• What is needed: Find every line in the entries below that contains the word "outlines" and copy each of those lines in full.

[Entries taken from a collection]
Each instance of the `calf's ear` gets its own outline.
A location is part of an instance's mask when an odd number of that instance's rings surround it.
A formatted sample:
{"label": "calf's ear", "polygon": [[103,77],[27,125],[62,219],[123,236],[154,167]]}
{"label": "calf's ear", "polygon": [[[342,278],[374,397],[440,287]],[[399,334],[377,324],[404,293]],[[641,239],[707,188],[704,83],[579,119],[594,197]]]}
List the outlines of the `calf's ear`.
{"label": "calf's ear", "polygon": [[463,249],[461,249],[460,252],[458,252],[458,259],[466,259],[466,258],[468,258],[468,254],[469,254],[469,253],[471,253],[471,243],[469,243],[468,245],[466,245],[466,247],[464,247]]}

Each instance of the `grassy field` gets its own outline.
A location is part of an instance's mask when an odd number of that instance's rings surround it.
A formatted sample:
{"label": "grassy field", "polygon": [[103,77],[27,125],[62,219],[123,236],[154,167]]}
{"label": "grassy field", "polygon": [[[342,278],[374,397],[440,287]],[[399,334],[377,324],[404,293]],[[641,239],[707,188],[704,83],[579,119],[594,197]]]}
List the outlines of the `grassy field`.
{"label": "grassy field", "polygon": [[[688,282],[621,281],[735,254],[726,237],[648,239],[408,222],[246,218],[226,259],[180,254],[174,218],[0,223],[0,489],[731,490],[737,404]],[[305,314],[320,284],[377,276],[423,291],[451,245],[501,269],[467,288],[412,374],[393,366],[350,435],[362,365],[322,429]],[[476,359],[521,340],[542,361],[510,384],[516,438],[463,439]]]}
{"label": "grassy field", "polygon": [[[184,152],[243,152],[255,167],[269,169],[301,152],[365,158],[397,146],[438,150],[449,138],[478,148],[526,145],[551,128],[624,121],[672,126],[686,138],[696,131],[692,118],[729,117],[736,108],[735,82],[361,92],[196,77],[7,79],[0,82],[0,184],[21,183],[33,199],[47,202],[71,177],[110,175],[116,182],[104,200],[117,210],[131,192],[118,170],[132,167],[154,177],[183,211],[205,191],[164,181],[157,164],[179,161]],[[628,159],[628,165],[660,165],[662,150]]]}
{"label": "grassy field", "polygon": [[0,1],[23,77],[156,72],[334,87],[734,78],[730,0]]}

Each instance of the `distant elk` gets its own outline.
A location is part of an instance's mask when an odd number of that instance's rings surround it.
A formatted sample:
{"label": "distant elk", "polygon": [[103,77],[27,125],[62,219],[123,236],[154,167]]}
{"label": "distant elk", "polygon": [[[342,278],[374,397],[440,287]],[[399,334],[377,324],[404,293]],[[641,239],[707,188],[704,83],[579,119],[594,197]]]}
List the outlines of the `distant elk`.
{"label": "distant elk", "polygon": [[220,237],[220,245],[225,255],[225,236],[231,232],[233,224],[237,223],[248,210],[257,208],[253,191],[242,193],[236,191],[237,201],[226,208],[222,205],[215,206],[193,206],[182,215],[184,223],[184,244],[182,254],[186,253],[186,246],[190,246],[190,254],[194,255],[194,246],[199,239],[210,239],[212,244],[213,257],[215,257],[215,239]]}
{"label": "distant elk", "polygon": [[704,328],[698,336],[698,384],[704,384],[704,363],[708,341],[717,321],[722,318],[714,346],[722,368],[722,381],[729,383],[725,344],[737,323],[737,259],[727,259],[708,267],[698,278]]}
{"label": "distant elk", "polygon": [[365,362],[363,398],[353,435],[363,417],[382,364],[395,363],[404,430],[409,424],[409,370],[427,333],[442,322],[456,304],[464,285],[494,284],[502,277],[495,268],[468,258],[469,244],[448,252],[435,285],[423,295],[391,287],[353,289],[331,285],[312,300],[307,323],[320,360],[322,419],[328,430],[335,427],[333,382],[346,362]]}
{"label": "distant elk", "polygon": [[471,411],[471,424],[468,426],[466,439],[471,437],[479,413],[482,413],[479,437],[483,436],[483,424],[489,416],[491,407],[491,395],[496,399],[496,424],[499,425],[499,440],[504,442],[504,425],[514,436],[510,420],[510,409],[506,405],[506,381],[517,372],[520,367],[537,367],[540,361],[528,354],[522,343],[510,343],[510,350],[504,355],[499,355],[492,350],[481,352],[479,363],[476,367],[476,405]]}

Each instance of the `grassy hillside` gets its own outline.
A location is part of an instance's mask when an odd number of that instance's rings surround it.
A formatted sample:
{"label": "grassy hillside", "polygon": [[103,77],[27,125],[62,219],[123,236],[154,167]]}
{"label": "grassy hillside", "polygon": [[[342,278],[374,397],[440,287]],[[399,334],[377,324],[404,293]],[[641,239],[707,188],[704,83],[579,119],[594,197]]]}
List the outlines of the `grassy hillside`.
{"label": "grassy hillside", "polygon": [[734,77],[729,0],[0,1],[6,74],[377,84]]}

• Output for this task:
List the outlines of the `calf's ear`.
List the outlines of the `grassy field`.
List the outlines of the `distant elk`.
List the outlines of the `grassy hillside`.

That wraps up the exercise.